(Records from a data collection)

——

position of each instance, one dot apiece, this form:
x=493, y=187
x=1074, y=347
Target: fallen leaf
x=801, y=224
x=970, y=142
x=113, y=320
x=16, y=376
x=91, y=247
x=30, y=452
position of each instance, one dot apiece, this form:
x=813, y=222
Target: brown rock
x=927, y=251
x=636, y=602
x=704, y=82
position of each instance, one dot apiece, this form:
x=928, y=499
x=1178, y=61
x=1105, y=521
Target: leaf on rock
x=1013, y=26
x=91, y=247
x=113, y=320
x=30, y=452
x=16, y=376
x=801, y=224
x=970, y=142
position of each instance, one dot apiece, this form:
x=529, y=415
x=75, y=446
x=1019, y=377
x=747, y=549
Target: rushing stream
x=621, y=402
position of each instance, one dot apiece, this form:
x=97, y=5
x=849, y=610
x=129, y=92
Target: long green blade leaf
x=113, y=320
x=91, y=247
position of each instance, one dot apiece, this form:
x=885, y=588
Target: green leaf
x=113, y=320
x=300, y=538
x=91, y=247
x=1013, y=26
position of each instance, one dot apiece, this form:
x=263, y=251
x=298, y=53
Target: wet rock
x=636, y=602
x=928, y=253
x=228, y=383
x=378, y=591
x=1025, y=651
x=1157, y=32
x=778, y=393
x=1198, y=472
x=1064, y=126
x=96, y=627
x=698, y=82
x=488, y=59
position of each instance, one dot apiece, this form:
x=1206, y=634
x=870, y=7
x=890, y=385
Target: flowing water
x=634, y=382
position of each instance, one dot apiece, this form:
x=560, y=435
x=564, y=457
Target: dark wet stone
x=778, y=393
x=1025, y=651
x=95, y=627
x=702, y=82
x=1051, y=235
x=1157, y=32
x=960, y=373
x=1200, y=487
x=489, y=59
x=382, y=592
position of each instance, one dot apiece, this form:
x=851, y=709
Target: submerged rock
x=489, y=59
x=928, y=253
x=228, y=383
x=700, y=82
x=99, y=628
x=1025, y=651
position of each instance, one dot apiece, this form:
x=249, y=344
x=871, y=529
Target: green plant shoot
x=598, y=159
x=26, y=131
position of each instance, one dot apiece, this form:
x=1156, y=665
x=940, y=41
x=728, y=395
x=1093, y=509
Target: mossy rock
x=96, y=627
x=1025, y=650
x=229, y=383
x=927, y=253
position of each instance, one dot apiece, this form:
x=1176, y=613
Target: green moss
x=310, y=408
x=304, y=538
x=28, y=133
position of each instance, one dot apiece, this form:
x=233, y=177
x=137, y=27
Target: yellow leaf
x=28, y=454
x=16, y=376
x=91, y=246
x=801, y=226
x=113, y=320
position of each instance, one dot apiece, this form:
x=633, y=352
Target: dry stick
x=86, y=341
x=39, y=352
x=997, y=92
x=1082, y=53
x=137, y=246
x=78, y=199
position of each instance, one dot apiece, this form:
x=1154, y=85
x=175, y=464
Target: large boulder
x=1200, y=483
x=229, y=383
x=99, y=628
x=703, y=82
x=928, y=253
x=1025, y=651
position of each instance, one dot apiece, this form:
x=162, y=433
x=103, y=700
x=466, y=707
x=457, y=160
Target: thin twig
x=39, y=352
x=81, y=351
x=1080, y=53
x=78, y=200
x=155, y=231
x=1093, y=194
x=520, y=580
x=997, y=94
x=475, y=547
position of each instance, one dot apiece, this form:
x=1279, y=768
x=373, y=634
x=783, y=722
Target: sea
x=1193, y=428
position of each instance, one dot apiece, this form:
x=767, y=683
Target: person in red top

——

Could you quote the material above in full, exactly as it stands?

**SOLUTION:**
position of each instance, one dot apiece, this form:
x=493, y=187
x=1074, y=347
Target: fallen leaf
x=801, y=224
x=970, y=142
x=113, y=320
x=16, y=376
x=91, y=247
x=30, y=452
position of each instance, one dot apiece, this form:
x=813, y=222
Target: brown rock
x=927, y=251
x=636, y=602
x=704, y=82
position of each instance, one dot apiece, this form:
x=928, y=499
x=1178, y=61
x=1105, y=521
Target: leaf on rock
x=1013, y=26
x=91, y=247
x=113, y=320
x=30, y=452
x=16, y=376
x=801, y=224
x=970, y=142
position of each instance, one dot apiece, this form:
x=529, y=415
x=75, y=446
x=1019, y=377
x=747, y=549
Target: rushing stream
x=621, y=402
position of each instance, one dot apiece, this form:
x=97, y=5
x=849, y=610
x=129, y=92
Target: long green blade leaf
x=113, y=320
x=91, y=247
position of each instance, one dot apiece, this form:
x=885, y=588
Target: green leaf
x=113, y=320
x=300, y=538
x=91, y=247
x=1013, y=26
position of each instance, one dot apiece, this form:
x=263, y=251
x=298, y=53
Target: wet rock
x=636, y=602
x=928, y=253
x=228, y=383
x=378, y=591
x=1025, y=651
x=1157, y=32
x=778, y=393
x=1198, y=472
x=1064, y=126
x=96, y=627
x=698, y=82
x=488, y=59
position of each instance, one dot apiece, this form:
x=1206, y=634
x=870, y=7
x=890, y=385
Target: flowing water
x=634, y=382
position of each instance, one dot apiece, this form:
x=560, y=435
x=564, y=457
Target: dark wet stone
x=778, y=393
x=1025, y=651
x=95, y=627
x=702, y=82
x=1051, y=235
x=1157, y=32
x=960, y=373
x=1200, y=487
x=489, y=59
x=382, y=592
position of each instance, one dot apiece, this form:
x=851, y=709
Target: submerged rock
x=489, y=59
x=928, y=253
x=228, y=383
x=700, y=82
x=99, y=628
x=1025, y=651
position of each instance, one dot apiece, this form:
x=249, y=344
x=871, y=529
Target: green plant shoot
x=598, y=159
x=26, y=131
position of each instance, one dot apiece, this form:
x=1156, y=665
x=940, y=41
x=728, y=395
x=1093, y=509
Target: mossy rock
x=96, y=627
x=1025, y=650
x=229, y=383
x=927, y=253
position of each instance, one dot apiece, this form:
x=1176, y=613
Target: green moss
x=310, y=408
x=304, y=538
x=28, y=133
position of each instance, one dot apiece, this form:
x=233, y=177
x=137, y=27
Target: yellow leaf
x=28, y=454
x=16, y=376
x=91, y=246
x=801, y=226
x=113, y=320
position of each instance, one dot apiece, this form:
x=633, y=352
Target: dry stick
x=86, y=341
x=39, y=352
x=997, y=92
x=1082, y=53
x=137, y=246
x=78, y=199
position of each instance, one dot apiece, this form:
x=1154, y=85
x=175, y=464
Target: large boulder
x=1200, y=483
x=229, y=383
x=99, y=628
x=703, y=82
x=928, y=253
x=1025, y=651
position of each instance, one dot apiece, this form:
x=162, y=433
x=103, y=700
x=466, y=707
x=457, y=160
Target: thin twig
x=39, y=352
x=81, y=351
x=1080, y=53
x=78, y=200
x=155, y=231
x=1093, y=194
x=520, y=580
x=997, y=94
x=475, y=547
position of each instance, one dot apiece, this form:
x=1279, y=768
x=373, y=634
x=783, y=722
Target: sea
x=1193, y=428
position of each instance, one dot apiece, this form:
x=767, y=683
Target: person in red top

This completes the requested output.